## Extracted material
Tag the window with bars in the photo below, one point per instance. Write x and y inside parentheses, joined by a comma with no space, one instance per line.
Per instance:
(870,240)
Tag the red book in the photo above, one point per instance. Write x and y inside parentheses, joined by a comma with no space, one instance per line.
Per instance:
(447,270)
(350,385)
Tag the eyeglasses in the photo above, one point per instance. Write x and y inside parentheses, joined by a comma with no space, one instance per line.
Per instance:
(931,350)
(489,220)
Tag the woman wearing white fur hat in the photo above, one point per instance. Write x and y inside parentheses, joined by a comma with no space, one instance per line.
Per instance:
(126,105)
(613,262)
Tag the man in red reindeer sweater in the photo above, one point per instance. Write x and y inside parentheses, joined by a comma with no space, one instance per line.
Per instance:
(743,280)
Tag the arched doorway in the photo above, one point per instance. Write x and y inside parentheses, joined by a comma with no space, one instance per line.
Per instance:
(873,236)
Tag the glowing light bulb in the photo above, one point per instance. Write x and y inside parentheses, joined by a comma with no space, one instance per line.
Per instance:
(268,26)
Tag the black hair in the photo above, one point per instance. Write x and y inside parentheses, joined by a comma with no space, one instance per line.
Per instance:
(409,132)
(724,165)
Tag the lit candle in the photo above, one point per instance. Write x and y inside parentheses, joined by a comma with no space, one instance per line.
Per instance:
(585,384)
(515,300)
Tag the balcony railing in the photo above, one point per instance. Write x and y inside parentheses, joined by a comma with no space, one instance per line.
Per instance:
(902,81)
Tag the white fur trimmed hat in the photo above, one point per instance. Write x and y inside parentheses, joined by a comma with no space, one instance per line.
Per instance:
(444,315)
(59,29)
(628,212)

## Problem details
Copy out each record from above, exactly.

## Output for this exercise
Tag the window with bars in the photo below, one point per instance. Write x and y inside parentheses, joined by a comma with no space, one instance per line.
Per instance:
(870,240)
Tag the red book in the photo above, one point per instance. Write x and y inside parentheses, joined by a comma with no space, one instance per line.
Per instance:
(447,270)
(350,385)
Tag the eyeglasses in the photo above, one point per instance. Write x and y inside parentheses, joined by a comma with no space, one instance per line.
Per instance:
(931,350)
(489,220)
Tag the woman wearing white fur hat in the photo above, one point per instance. Write x and y inside parentheses, joined by a comma with no space, one instance per line.
Per instance:
(126,105)
(613,262)
Tag the man in red reindeer sweater in the photo above, one point per instance. Write x and y inside parentheses, joined by a comma with no space, one instance per line.
Per instance:
(743,280)
Tag the arched doorway in the photo above, one point per instance. Write x and y inside parentheses, joined by a comma with no space, one instance per line.
Per instance:
(873,236)
Tag the glowing light bulb in the photo above, one point per instance. Write x and y inside parentheses, joined by a comma with no space, one instance per line.
Per instance:
(268,26)
Tag the black hair in the photo above, one point per instance. Write x and y inside parentheses, joined by a comma with no space, one instance per line.
Per instance:
(409,132)
(724,165)
Tag the lit candle in the photo above, one point per instance. Write x and y inside parentheses, joined by a comma with no space, one instance per line.
Per instance:
(585,384)
(515,300)
Tag the balcony railing in the photo above, one point per instance. Write x and y inside parentheses, joined by a comma with no space, one instance per line.
Per instance:
(902,81)
Tag the white fur trimmed hat in the photo above, one point per instance. Write x and y inside parentheses, joined by a comma with no space, one instance per line.
Per instance:
(444,315)
(59,29)
(628,212)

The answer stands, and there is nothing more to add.